Below are the records; return exactly the lines from the one with "of the caramel" through the final line, both included, minus any pictures.

# # #

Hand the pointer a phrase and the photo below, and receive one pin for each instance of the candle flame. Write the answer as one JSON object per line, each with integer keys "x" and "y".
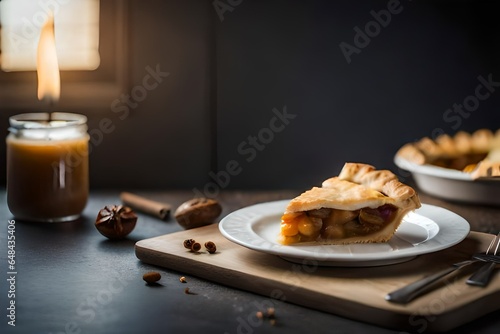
{"x": 49, "y": 83}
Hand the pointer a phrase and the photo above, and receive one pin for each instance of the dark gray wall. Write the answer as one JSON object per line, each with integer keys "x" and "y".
{"x": 395, "y": 90}
{"x": 231, "y": 66}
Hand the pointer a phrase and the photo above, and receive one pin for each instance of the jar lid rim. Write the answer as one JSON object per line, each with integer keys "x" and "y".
{"x": 46, "y": 120}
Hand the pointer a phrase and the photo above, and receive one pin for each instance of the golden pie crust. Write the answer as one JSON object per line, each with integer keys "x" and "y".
{"x": 361, "y": 205}
{"x": 477, "y": 153}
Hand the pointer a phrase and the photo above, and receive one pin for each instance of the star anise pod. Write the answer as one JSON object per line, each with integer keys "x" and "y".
{"x": 116, "y": 221}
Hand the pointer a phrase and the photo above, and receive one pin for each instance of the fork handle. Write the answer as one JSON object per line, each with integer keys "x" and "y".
{"x": 482, "y": 276}
{"x": 418, "y": 288}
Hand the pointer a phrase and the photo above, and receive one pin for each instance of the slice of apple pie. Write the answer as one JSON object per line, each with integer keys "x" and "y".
{"x": 361, "y": 205}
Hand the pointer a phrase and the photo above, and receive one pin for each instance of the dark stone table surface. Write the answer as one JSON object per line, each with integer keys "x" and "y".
{"x": 70, "y": 279}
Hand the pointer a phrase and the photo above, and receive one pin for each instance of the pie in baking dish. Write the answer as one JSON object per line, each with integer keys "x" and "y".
{"x": 361, "y": 205}
{"x": 476, "y": 153}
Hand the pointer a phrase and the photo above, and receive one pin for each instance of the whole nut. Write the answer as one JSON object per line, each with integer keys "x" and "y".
{"x": 115, "y": 221}
{"x": 151, "y": 277}
{"x": 197, "y": 212}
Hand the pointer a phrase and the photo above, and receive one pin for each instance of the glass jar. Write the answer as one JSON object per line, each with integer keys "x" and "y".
{"x": 47, "y": 166}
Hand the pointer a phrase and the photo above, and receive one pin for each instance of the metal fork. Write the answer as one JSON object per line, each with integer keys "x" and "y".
{"x": 409, "y": 292}
{"x": 482, "y": 276}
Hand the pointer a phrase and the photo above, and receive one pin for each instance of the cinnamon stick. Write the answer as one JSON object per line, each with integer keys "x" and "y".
{"x": 153, "y": 208}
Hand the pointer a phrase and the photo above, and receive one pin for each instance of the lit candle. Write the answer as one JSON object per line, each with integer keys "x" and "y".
{"x": 47, "y": 153}
{"x": 49, "y": 82}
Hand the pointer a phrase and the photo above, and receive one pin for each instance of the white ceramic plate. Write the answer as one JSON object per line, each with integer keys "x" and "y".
{"x": 452, "y": 184}
{"x": 428, "y": 229}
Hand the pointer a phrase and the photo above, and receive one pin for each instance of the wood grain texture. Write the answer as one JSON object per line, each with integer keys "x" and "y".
{"x": 356, "y": 293}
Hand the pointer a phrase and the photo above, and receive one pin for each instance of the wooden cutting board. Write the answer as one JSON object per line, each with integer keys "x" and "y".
{"x": 356, "y": 293}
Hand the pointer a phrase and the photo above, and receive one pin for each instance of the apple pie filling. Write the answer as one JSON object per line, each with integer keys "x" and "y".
{"x": 326, "y": 224}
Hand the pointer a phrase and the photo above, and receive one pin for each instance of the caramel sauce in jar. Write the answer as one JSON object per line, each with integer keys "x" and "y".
{"x": 47, "y": 166}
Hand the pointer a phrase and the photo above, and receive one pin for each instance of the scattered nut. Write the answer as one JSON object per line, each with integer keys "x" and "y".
{"x": 188, "y": 243}
{"x": 195, "y": 247}
{"x": 270, "y": 312}
{"x": 151, "y": 277}
{"x": 115, "y": 221}
{"x": 197, "y": 212}
{"x": 210, "y": 246}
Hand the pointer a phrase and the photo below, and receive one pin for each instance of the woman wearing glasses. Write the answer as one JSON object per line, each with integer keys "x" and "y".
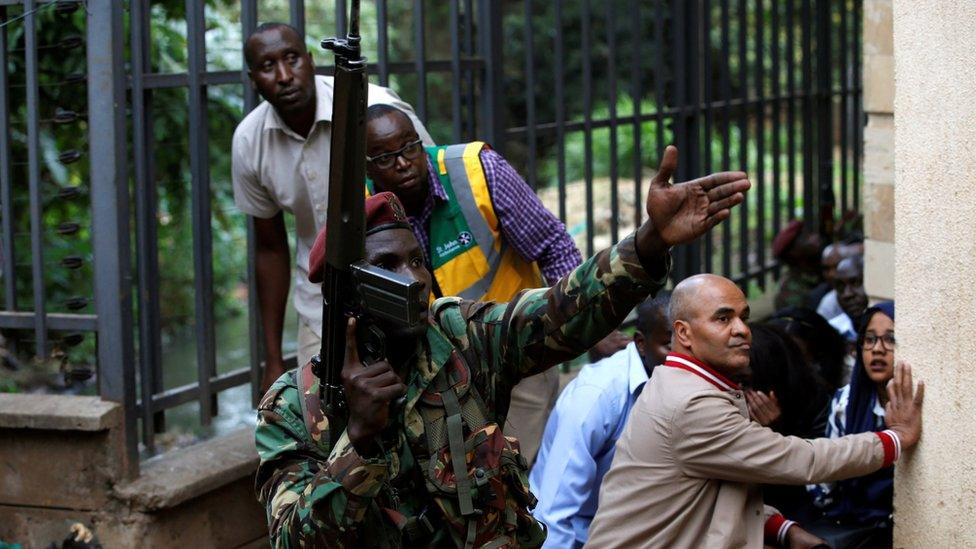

# # #

## ANSWER TO THIS PROBLEM
Hand the pointer a phrase and the photo above, and receive one pin for each instance of the caramel sauce in jar. Write the answer as one JSON object per line, each with integer keys "x" and "y".
{"x": 47, "y": 166}
Hand the pointer a phrase and the photo above, and receive one pin for each instance of the scattered nut. Write the answer as one JSON object per line, each with integer keys "x" and "y".
{"x": 188, "y": 243}
{"x": 195, "y": 247}
{"x": 270, "y": 312}
{"x": 151, "y": 277}
{"x": 115, "y": 221}
{"x": 197, "y": 212}
{"x": 210, "y": 246}
Hand the pointer a phrase and the photo below, and receive one pin for each instance of the woman wearing glasses. Write the answer as one JSON object per line, each with integer keys "x" and "y".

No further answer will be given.